• **WHAT TO DO**
Please copy every one of the entries below word for word, keeping each line as it appears.

• **EXERCISE DATA**
● ● ● ● ●
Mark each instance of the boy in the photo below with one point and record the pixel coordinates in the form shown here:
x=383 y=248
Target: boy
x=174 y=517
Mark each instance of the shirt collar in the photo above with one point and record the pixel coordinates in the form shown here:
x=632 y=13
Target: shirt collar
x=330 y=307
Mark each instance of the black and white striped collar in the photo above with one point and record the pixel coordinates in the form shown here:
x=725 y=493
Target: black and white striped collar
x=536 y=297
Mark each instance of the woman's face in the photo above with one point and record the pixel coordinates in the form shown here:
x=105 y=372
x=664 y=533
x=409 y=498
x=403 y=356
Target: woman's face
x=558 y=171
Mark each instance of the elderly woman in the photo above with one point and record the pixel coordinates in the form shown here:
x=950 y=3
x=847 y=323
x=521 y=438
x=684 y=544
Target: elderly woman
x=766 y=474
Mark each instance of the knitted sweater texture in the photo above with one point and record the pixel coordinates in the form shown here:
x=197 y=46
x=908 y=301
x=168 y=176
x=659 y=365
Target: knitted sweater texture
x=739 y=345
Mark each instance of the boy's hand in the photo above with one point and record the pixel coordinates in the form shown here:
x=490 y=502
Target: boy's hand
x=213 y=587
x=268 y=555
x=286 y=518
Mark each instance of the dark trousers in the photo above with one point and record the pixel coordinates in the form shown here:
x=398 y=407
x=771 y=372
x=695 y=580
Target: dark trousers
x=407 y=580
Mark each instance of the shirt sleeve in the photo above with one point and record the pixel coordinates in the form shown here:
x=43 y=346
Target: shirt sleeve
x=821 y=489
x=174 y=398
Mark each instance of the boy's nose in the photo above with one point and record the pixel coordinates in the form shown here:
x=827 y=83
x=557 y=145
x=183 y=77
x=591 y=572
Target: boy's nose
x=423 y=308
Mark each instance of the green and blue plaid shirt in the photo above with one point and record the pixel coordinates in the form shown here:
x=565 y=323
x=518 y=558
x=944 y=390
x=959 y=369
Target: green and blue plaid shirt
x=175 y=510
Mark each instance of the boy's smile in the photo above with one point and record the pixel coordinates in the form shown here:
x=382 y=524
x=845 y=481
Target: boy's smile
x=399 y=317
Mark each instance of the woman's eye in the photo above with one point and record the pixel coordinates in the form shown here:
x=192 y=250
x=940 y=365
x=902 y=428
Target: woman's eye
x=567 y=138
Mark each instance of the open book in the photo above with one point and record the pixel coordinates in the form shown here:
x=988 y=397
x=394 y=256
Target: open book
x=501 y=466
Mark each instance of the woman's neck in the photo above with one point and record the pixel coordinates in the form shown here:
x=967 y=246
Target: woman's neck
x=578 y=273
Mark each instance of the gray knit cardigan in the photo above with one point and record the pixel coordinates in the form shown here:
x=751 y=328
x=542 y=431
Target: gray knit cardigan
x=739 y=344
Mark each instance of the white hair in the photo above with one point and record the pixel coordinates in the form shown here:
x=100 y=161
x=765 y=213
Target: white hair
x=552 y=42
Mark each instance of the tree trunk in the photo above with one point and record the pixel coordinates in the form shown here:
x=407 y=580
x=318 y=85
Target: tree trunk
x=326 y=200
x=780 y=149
● ● ● ● ●
• **RESPONSE TO THIS EXERCISE**
Mark each instance of the boy in the photo below with one point and record the pixel coordinates in the form shown here:
x=383 y=248
Target: boy
x=174 y=517
Mark each instance of the shirt collar in the photo above with one point and record the pixel coordinates in the form shown here:
x=632 y=13
Target: shirt collar
x=330 y=307
Mark each instance of the black and white striped collar in the photo above with one point and record the pixel coordinates in the form shown here:
x=725 y=493
Target: black and white striped collar
x=536 y=297
Mark each instance of the woman's face in the photo above with one point and record the pixel coordinates in the form shown here:
x=105 y=372
x=664 y=533
x=409 y=498
x=403 y=356
Target: woman's face
x=558 y=171
Mark each instance of the elderly woman in the photo above with one point and record the pixel coordinates in the form shown here:
x=950 y=3
x=847 y=323
x=521 y=438
x=684 y=544
Target: elderly woman
x=766 y=474
Mark each instance of the knitted sweater texture in the photo above with one point and record the pixel coordinates in the form shown here:
x=197 y=46
x=908 y=301
x=168 y=176
x=659 y=365
Target: knitted sweater texture
x=739 y=345
Mark each instance of the boy's hand in the photo above with one point and record the pixel coordinates in the form shown here:
x=490 y=502
Target: boy's hand
x=213 y=587
x=268 y=555
x=286 y=518
Mark each instance of the dark trousers in the photo above with one point and record the pixel coordinates in the form shown here:
x=398 y=407
x=771 y=372
x=695 y=580
Target: dark trousers
x=407 y=580
Mark each instance of the shirt sleeve in the photo above with one point and record the pixel coordinates in the form shown here:
x=43 y=346
Target: shirt sleeve
x=821 y=489
x=174 y=398
Mark each instance of the boy's nose in the photo above with one point and record the pixel coordinates in the form shown here:
x=827 y=83
x=557 y=145
x=183 y=77
x=591 y=572
Target: boy's nose
x=423 y=308
Mark each instance of the green and blue plaid shirt in the photo above with one point and record the pixel coordinates in the form shown here:
x=565 y=323
x=518 y=558
x=944 y=390
x=959 y=369
Target: green and blue plaid shirt
x=175 y=510
Mark each instance of the boy's smile in the photo above with one point and record the pixel coordinates in the form shown here:
x=382 y=524
x=845 y=481
Target: boy's smile
x=399 y=317
Mark each instance of the woman's eye in the photo above with one point and record the pixel coordinates in the form shown here:
x=192 y=250
x=940 y=365
x=902 y=428
Target: woman's eye
x=567 y=138
Mark each instance of the open book in the photo above with one point and record the pixel coordinates in the form shown here:
x=988 y=397
x=394 y=256
Target: open book
x=501 y=466
Mark each instance of the woman's neck in the photo above with one point and record the pixel coordinates in the form shown here:
x=967 y=246
Target: woman's neck
x=578 y=273
Mark each instance of the gray knit cardigan in the photo above with one point and record the pixel coordinates in the form shown here:
x=751 y=328
x=542 y=431
Target: gray knit cardigan
x=739 y=344
Mark each instance of the white hair in the photo above with one point and record the pixel coordinates in the form shown here:
x=100 y=161
x=765 y=213
Target: white hair
x=552 y=42
Mark each instance of the tree trunk in the photo above with one point and record the pixel coordinates in the form shown here:
x=407 y=580
x=318 y=85
Target: tree trunk
x=326 y=200
x=780 y=149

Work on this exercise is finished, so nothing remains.